- _What to do_:
A - In the article on Fran Drescher and "The Nanny" reunion, reproduce the stretch from "The episode she" through "in their policies.", replacing "September" with "August".
B - Please continue the article on Fran Drescher and "The Nanny" reunion from the point where it stops.

- _Selected text_:
Fran Drescher's (search) distinctive voice cuts through the noisy chaos of actors and production people crowding the deck of her beachfront home.

"Hi, everyone. How you doing?"

The star, known for her nasally whine, Yiddish exclamations, and ability to make a word like "wow" last as long as a sentence, was hosting a reunion of the cast from "The Nanny." The gathering was staged as a dinner party where the leading lady and her co-stars reminisced. Their semi-scripted chatter was then intercut with clips from the series, which ran on CBS from 1993 to '99.

The result: "The Nanny Reunion: A Nosh to Remember" (search) airing 8 p.m. EST Dec. 6 on Lifetime, which shows weekday reruns of the sitcom.

At first, Drescher was reluctant to do a reunion special about Fran Fine, the middle-class girl from Queens who stumbles into a job taking care of a rich man's kids.

"Much as I love the show -- I TiVo reruns so I can watch it whenever I want -- I was feeling like I need to grow as an artist and let the audience see me doing other things," Drescher says.

In a case of classic Hollywood deal making, a compromise was struck: To get Drescher to agree, Lifetime offered her the chance to direct and appear on "Strong Medicine."

The episode she directed aired in September, and the guest shot came on the medical drama's 100th episode in October. She played a uterine cancer patient who sues an insurance company for not including basic tests in their policies.

(The 47-year-old Drescher, who survived the same kind of cancer, is a vocal advocate for women's health care and wrote the best sellers "Cancer Schmancer" and "Enter Whining.")

- _Data for analysis_:
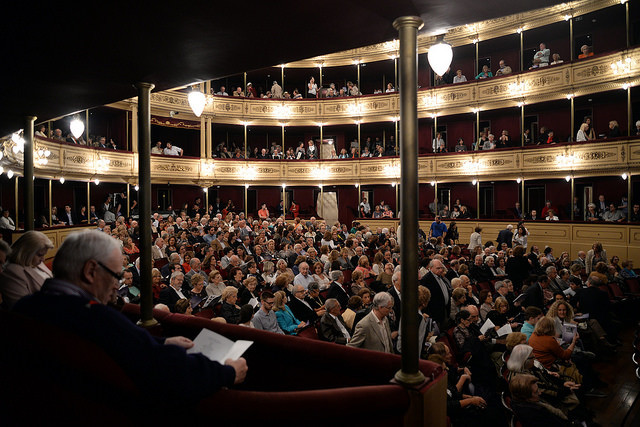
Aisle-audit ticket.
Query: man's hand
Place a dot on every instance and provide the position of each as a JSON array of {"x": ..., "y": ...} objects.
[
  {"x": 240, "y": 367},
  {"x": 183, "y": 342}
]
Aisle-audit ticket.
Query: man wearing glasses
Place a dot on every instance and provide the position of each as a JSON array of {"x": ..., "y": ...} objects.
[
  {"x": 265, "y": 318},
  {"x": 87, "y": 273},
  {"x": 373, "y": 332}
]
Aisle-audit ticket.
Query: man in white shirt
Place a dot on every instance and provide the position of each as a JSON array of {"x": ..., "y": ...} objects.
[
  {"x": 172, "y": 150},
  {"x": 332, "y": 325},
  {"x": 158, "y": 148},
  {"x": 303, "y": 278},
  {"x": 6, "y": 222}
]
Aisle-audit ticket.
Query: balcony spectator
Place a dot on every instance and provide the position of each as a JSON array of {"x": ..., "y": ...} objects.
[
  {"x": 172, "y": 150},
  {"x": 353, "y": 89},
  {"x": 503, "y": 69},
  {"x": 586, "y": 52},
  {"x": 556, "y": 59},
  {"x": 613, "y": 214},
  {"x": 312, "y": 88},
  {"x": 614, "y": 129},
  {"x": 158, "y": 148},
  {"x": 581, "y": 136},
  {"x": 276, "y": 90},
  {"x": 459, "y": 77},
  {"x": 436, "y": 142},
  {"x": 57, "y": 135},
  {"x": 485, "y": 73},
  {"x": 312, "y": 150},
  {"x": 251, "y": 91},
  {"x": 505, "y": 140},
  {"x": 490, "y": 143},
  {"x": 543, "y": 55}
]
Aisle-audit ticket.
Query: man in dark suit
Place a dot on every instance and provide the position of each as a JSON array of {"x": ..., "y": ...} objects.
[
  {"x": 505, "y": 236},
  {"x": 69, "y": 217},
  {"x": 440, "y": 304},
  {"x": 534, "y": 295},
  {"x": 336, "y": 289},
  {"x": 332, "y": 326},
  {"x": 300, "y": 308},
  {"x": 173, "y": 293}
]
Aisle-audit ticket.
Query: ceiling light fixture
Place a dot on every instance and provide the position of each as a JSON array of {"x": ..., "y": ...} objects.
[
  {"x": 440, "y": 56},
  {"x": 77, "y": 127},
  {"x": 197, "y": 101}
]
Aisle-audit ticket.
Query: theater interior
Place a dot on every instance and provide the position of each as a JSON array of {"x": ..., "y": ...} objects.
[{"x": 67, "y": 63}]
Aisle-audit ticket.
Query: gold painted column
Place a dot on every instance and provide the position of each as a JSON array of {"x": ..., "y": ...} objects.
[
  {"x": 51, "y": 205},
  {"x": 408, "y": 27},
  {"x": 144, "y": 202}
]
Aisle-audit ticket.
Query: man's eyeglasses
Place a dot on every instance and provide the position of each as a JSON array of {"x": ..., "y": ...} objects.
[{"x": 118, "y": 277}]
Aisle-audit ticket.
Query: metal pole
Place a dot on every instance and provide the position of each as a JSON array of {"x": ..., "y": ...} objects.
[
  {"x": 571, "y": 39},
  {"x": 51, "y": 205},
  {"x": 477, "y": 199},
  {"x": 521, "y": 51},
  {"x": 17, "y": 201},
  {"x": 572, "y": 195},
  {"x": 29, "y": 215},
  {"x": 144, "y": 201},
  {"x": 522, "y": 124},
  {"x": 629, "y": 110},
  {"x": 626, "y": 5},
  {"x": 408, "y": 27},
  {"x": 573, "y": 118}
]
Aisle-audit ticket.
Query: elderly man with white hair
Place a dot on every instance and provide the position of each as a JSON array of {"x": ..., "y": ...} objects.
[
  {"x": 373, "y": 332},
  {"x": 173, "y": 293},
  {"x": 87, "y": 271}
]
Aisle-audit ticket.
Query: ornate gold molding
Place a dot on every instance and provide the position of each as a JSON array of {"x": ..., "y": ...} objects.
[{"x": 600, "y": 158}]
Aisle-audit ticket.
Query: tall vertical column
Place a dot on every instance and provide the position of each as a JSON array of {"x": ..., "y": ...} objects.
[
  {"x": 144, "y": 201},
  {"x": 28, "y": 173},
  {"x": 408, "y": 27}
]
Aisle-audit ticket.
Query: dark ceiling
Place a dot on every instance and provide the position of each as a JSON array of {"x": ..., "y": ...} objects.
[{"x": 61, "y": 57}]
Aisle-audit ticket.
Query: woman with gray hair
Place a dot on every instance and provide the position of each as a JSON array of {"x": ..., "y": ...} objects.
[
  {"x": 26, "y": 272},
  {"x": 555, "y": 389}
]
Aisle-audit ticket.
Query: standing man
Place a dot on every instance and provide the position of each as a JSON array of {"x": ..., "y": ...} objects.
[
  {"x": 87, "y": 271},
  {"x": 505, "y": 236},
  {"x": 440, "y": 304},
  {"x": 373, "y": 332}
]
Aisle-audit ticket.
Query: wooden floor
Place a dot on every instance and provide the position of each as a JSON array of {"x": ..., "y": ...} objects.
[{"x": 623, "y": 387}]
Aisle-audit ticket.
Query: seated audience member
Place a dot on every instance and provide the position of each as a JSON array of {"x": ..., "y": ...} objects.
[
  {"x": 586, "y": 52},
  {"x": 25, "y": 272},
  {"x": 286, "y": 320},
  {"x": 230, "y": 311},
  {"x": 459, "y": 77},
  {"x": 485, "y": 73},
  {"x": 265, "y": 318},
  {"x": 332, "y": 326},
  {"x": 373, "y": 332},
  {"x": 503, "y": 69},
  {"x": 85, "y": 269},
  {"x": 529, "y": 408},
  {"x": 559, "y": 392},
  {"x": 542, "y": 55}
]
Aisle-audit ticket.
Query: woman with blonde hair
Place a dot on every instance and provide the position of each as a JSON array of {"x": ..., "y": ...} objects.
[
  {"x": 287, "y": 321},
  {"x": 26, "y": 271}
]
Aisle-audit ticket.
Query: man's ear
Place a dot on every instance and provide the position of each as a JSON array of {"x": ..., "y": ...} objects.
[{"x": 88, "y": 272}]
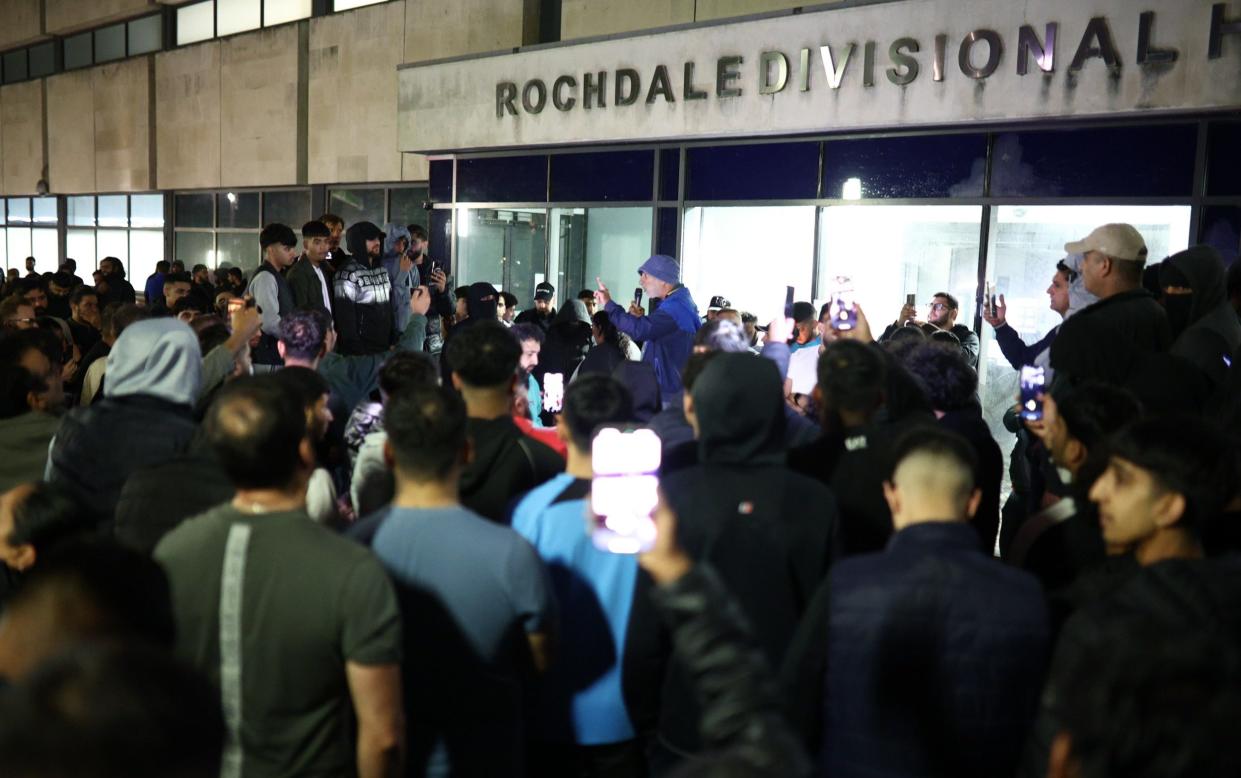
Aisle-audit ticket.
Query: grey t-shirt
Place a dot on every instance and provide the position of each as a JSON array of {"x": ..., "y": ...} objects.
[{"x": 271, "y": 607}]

- _Responses by item number_:
A -
The episode she directed aired in August, and the guest shot came on the medical drama's 100th episode in October. She played a uterine cancer patient who sues an insurance company for not including basic tests in their policies.

B -
So was the use and disruption of Drescher's home also in the reunion deal?

Seems it was more about correctness than career.

"I stuck my foot in my mouth and said, `Wait a minute. Why don't we do it at my house?' never thinking it was going to be such an enormous undertaking," Drescher says. "But I'm an overachiever and if I was going to do this reunion show it was very important to me that it be done correctly. That means being inventive, being original, making it better than the regular run-of-the-mill ones, having it be funnier."

She co-opted ex-husband Peter Jacobson, with whom she created the series, to direct. The lavish food was prepared by one of Wolfgang Puck's restaurants. The one thing she couldn't arrange was the weather, which lacked the sunset-over-the-sea that had been hoped for.

The cast members who attended included everyone but Daniel Davis (the butler) who was working out of town.

Drescher's parents, Morty and Sylvia Drescher, were there, her mother being a look-alike for Renee Taylor, who played Fine's mother, Sylvia.

The series included many familial incidents drawn from Drescher's real upbringing. "I tapped into a simpler time in my life surrounded by all the rich and wonderful characters I grew up with," says Drescher.

She describes Fine as "fun, funny, immature and sexy. Her life was much less complicated than mine and I really liked being in her skin everyday."

Charles Shaughnessy, who played Fine's boss and love interest, Maxwell Sheffield, says the series was a "blend of great slapstick -- Fran is a wonderful physical comedian and obviously had studied Lucille Ball a lot -- but it was also a very sweet, romantic comedy, and a fish-out-of-water story."

Drescher is getting back into sitcoms next year in a WB series currently titled "Shacking Up." She describes her character as "a sexy divorcee who's living with a man much, much younger -- closer to her son's age."

But moving from Fran Fine in "The Nanny" to Fran Reeves in the new sitcom won't mean leaving behind the essentials that made Drescher famous.

"It's always more or less that larger-than-life persona. They wrap it in another story, but the audience kind of accepts it, because it's really me," she says, laughing, well, just like Fran.